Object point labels
____________________
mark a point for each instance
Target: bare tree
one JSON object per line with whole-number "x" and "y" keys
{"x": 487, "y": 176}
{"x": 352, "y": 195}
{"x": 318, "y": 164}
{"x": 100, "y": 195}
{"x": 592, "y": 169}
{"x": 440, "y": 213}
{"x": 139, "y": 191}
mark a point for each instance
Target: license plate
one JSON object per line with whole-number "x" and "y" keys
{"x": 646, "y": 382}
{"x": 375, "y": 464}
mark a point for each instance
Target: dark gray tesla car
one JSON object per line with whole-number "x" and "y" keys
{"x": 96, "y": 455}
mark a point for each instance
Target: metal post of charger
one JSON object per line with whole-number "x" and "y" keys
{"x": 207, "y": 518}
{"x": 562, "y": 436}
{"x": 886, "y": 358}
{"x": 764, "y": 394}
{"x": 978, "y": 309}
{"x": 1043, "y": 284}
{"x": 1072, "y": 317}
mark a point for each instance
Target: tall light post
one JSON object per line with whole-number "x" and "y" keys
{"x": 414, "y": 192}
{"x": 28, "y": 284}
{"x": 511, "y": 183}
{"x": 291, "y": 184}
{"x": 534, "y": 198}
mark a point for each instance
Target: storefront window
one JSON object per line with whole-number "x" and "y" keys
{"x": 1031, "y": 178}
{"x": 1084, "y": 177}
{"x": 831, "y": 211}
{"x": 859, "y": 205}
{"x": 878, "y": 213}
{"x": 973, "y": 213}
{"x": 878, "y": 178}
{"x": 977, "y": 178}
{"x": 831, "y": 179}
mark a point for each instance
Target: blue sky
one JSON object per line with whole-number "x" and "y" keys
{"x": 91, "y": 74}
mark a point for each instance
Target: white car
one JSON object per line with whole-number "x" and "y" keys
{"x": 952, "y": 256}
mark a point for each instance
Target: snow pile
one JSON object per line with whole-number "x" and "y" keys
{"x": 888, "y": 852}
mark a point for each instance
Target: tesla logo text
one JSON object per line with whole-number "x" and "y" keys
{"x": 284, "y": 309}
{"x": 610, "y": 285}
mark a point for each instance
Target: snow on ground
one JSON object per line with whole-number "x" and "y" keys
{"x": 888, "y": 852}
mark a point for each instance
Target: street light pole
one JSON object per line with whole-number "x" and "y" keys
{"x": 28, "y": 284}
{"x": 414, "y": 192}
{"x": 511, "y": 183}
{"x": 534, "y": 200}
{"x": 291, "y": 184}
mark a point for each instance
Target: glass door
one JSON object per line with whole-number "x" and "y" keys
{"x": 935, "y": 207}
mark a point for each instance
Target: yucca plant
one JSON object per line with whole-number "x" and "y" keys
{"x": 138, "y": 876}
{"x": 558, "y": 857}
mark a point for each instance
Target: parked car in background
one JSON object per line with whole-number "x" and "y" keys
____________________
TO DO:
Show every line of the records above that contains the word "snow".

ANSWER TO THE TASK:
Target: snow pile
Target: snow on ground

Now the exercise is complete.